● The tasks:
1. Reproduce part of the restraining order passage word for word, beginning at the words "In their testimony, the" and stopping after "the new residents.".
2. Find each line of the records that contains the string "circular", and copy those lines.

--- Start Passage given ---

The petition for the restraining order, which was made by the Nahalat Shimon International organization, asked that nine people - three members of the Hanoun family and six members of the Gawhi family - be prohibited from congregating outside the homes.



It was rejected by Diskind, who said there was insufficient evidence to prove the plaintiffs' claims that members of the families had thrown rocks at the homes and harassed the new occupants.



The judge did issue a warning to the defendants to refrain from such behavior in the future.



Both the Hanoun and Gawhi families have set up makeshift protests across the street from their former homes to protest what they have called the "ethnic cleansing" of Palestinian residents from the neighborhood.





In their testimony, the Jewish plaintiffs said the defendants yell, "Your grave will be here" and other curses every time they pass in front of the building.



"They have nothing to do there but bother us," said Yitzhak Mamo, one of the plaintiffs. "What are they doing there, playing backgammon?"



The plaintiffs' lawyer, Ilan Shemer, cross-examined each of the respondents after the judge finished asking questions, and asked one of them, Khaled al-Gawhi, why he and his family continued to live on the sidewalk, if their intention was not to bother the new residents.



"I want to show the whole world what kind of law they have in this country," Gahwi responded.

--- End Passage given ---
--- Start Material shown ---

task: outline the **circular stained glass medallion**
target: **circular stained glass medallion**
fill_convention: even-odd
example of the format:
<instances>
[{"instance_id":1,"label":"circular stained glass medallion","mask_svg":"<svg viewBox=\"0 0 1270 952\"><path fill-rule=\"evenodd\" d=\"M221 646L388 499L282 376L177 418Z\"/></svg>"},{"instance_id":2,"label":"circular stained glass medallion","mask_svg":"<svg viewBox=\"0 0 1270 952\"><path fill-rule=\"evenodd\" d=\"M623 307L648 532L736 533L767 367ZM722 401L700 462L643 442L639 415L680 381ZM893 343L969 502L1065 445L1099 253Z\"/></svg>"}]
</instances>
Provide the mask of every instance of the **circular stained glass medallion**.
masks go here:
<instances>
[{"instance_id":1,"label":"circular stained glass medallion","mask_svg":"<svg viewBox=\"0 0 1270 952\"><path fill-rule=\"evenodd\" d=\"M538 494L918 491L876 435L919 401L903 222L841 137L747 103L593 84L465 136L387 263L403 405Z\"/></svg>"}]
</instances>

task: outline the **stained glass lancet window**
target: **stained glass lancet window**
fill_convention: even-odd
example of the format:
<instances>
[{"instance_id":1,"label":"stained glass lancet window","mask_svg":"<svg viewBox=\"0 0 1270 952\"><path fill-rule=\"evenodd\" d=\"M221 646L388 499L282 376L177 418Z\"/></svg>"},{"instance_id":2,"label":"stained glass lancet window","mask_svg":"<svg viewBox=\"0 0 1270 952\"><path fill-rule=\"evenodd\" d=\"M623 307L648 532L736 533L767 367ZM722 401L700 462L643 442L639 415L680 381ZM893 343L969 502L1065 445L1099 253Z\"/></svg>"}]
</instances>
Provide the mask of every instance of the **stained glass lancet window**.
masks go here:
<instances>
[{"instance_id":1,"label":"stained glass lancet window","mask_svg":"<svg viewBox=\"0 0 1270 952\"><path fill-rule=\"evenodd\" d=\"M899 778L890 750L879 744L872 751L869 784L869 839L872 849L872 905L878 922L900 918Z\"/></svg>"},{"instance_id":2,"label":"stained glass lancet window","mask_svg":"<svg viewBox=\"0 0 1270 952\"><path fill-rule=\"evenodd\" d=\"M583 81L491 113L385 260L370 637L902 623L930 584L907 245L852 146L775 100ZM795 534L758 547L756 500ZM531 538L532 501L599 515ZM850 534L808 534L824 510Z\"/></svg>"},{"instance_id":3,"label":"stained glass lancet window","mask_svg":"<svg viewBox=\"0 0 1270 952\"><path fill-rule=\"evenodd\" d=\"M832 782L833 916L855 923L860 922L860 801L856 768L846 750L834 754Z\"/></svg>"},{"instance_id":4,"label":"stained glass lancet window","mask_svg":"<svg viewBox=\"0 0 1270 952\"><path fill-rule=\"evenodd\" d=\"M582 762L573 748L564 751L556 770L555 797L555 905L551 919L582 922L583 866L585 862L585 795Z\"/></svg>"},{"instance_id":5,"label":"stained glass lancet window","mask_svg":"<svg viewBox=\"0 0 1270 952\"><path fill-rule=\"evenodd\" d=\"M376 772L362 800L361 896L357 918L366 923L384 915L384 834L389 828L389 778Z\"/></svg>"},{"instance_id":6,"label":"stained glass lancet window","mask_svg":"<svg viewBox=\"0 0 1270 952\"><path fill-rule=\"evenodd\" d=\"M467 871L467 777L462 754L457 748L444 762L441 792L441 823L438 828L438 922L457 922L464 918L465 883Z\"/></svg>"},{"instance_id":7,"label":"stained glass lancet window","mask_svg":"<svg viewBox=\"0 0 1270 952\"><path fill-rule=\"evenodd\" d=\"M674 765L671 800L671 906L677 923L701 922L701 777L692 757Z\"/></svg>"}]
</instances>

--- End Material shown ---

● Answers to the problems:
1.
In their testimony, the Jewish plaintiffs said the defendants yell, "Your grave will be here" and other curses every time they pass in front of the building.



"They have nothing to do there but bother us," said Yitzhak Mamo, one of the plaintiffs. "What are they doing there, playing backgammon?"



The plaintiffs' lawyer, Ilan Shemer, cross-examined each of the respondents after the judge finished asking questions, and asked one of them, Khaled al-Gawhi, why he and his family continued to live on the sidewalk, if their intention was not to bother the new residents.

2.
task: outline the **circular stained glass medallion**
target: **circular stained glass medallion**
[{"instance_id":1,"label":"circular stained glass medallion","mask_svg":"<svg viewBox=\"0 0 1270 952\"><path fill-rule=\"evenodd\" d=\"M221 646L388 499L282 376L177 418Z\"/></svg>"},{"instance_id":2,"label":"circular stained glass medallion","mask_svg":"<svg viewBox=\"0 0 1270 952\"><path fill-rule=\"evenodd\" d=\"M623 307L648 532L736 533L767 367ZM722 401L700 462L643 442L639 415L680 381ZM893 343L969 502L1065 445L1099 253Z\"/></svg>"}]
Provide the mask of every instance of the **circular stained glass medallion**.
[{"instance_id":1,"label":"circular stained glass medallion","mask_svg":"<svg viewBox=\"0 0 1270 952\"><path fill-rule=\"evenodd\" d=\"M538 494L918 491L876 435L919 401L903 222L841 137L747 103L593 84L465 136L387 263L403 405Z\"/></svg>"}]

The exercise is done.